PROBLEM REQUIREMENTS:
Only the pictures are to be left out; the listing itself is repeated exactly.

RECORDS:
____________

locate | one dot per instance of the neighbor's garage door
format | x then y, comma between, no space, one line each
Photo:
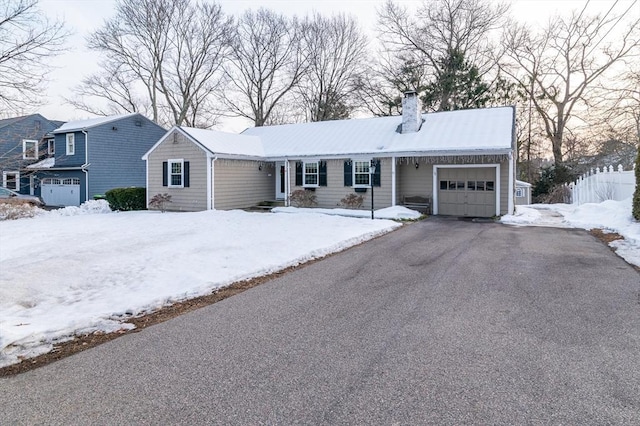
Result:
467,192
61,192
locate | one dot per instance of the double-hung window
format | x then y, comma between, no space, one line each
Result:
71,144
29,149
361,173
176,173
311,171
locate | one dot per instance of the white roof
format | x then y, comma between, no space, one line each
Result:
88,123
47,163
452,132
463,132
227,143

____________

TASK OUTPUT:
locate | one dot per instance of the neighbor's garage door
format | x then y, comma between, no space, one line each
Photo:
Result:
467,192
61,192
locate | one dot per instance of the double-hung window
format | x then y, comma between, no space, one line each
Result:
71,144
29,149
361,173
176,173
311,171
locate | one dot per instance of the white roof
format | x then y, comma between, no space, one line each
Result:
88,123
47,163
452,132
463,132
227,143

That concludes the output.